─── RECORDS SHOWN

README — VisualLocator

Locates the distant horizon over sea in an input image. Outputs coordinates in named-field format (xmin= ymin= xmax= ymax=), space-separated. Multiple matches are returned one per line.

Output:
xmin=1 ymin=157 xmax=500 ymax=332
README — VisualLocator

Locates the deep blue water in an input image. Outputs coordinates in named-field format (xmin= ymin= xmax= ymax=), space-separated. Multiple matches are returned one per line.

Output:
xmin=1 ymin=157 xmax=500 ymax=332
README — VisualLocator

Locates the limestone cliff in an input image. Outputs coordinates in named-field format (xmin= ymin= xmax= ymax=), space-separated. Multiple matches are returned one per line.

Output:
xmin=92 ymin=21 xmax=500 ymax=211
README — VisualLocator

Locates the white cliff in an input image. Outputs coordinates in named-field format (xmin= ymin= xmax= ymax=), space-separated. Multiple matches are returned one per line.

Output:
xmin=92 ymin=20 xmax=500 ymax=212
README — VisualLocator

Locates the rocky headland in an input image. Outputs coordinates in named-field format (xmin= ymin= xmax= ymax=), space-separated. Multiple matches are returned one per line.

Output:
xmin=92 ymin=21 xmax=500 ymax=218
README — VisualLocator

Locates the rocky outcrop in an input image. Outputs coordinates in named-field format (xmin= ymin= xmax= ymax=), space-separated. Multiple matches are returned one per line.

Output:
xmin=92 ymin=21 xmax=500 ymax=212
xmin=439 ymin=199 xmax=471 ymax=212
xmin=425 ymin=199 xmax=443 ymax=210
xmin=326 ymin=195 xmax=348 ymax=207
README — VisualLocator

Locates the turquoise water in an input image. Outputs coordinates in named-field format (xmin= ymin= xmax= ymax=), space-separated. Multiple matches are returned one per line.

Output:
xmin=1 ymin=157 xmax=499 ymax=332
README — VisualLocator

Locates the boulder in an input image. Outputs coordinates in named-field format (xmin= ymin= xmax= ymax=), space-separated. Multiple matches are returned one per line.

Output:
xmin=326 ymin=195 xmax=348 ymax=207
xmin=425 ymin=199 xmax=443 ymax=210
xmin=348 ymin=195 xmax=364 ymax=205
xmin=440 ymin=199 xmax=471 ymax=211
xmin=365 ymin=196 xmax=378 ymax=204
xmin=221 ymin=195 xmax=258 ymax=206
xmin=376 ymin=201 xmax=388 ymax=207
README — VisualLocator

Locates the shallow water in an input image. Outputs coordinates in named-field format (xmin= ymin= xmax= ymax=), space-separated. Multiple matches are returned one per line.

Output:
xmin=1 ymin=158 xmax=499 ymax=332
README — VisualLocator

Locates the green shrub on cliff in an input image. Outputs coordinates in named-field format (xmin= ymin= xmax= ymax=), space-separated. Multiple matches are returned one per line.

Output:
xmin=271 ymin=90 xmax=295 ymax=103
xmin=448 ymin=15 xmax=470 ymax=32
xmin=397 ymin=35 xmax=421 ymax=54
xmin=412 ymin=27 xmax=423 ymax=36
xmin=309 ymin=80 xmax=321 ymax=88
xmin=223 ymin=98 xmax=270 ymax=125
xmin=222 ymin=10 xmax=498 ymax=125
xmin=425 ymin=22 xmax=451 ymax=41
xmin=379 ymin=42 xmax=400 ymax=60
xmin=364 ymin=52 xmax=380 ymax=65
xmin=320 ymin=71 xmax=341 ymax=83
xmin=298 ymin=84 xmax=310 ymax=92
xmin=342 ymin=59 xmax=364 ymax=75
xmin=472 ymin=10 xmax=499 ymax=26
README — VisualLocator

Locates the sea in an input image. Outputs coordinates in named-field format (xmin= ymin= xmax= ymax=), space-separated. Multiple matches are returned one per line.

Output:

──────

ASSIGNMENT:
Set down every record above exactly as written.

YOUR RESPONSE:
README — VisualLocator

Locates the distant horizon over sea in an input image. Outputs coordinates in named-field format (xmin= ymin= xmax= ymax=), space-separated. Multiple matches are returned one per line.

Output:
xmin=1 ymin=157 xmax=500 ymax=332
README — VisualLocator

Locates the deep blue water in an input image. Outputs coordinates in named-field format (xmin= ymin= xmax= ymax=), space-separated. Multiple matches are returned one per line.

Output:
xmin=1 ymin=157 xmax=500 ymax=332
README — VisualLocator

Locates the limestone cliff in an input image. Outputs coordinates in named-field format (xmin= ymin= xmax= ymax=), space-separated. Multiple matches are returned one per line.

Output:
xmin=92 ymin=21 xmax=500 ymax=211
README — VisualLocator

Locates the white cliff in an input image. Outputs coordinates in named-field format (xmin= ymin= xmax= ymax=), space-separated. Multiple matches are returned one per line.

Output:
xmin=92 ymin=20 xmax=500 ymax=212
README — VisualLocator

Locates the rocky headland in an input image. Outputs coordinates in named-field format (xmin= ymin= xmax= ymax=), space-separated. Multiple matches are returned one per line.

Output:
xmin=92 ymin=21 xmax=500 ymax=218
README — VisualLocator

Locates the rocky outcrop in an input image. Outputs coordinates in named-field format (xmin= ymin= xmax= ymax=), space-separated. Multiple matches are returned one per line.

Output:
xmin=92 ymin=21 xmax=500 ymax=212
xmin=439 ymin=199 xmax=471 ymax=212
xmin=425 ymin=199 xmax=443 ymax=210
xmin=326 ymin=195 xmax=348 ymax=207
README — VisualLocator

Locates the turquoise water in an input image. Outputs coordinates in named-field format (xmin= ymin= xmax= ymax=), space-separated. Multiple matches are returned one per line.

Output:
xmin=1 ymin=157 xmax=499 ymax=332
README — VisualLocator

Locates the boulder in an input image. Outputs coordinates in named-field format (xmin= ymin= xmax= ymax=), space-separated. Multiple matches are returned one per line.

Output:
xmin=326 ymin=195 xmax=348 ymax=207
xmin=425 ymin=199 xmax=443 ymax=210
xmin=348 ymin=195 xmax=364 ymax=205
xmin=440 ymin=199 xmax=471 ymax=211
xmin=365 ymin=196 xmax=378 ymax=204
xmin=221 ymin=195 xmax=258 ymax=206
xmin=376 ymin=201 xmax=388 ymax=207
README — VisualLocator

Locates the shallow water in an input image. Outputs coordinates in named-field format (xmin= ymin= xmax= ymax=), space-separated. Multiple matches are returned one per line.

Output:
xmin=1 ymin=158 xmax=499 ymax=332
README — VisualLocator

Locates the green shrub on cliff in an input image. Outputs coordinates in named-field format (xmin= ymin= xmax= ymax=), space-separated. Multiple matches are returned one per line.

Output:
xmin=271 ymin=90 xmax=295 ymax=103
xmin=448 ymin=15 xmax=470 ymax=32
xmin=397 ymin=35 xmax=421 ymax=54
xmin=412 ymin=27 xmax=423 ymax=36
xmin=309 ymin=80 xmax=321 ymax=88
xmin=223 ymin=98 xmax=270 ymax=125
xmin=222 ymin=10 xmax=498 ymax=125
xmin=425 ymin=22 xmax=451 ymax=41
xmin=379 ymin=42 xmax=400 ymax=60
xmin=364 ymin=52 xmax=380 ymax=65
xmin=320 ymin=71 xmax=341 ymax=83
xmin=298 ymin=84 xmax=310 ymax=92
xmin=342 ymin=59 xmax=364 ymax=75
xmin=472 ymin=10 xmax=499 ymax=26
README — VisualLocator

Locates the sea in an input image. Outputs coordinates in named-field format (xmin= ymin= xmax= ymax=), space-separated. Multiple matches are returned one per line.

Output:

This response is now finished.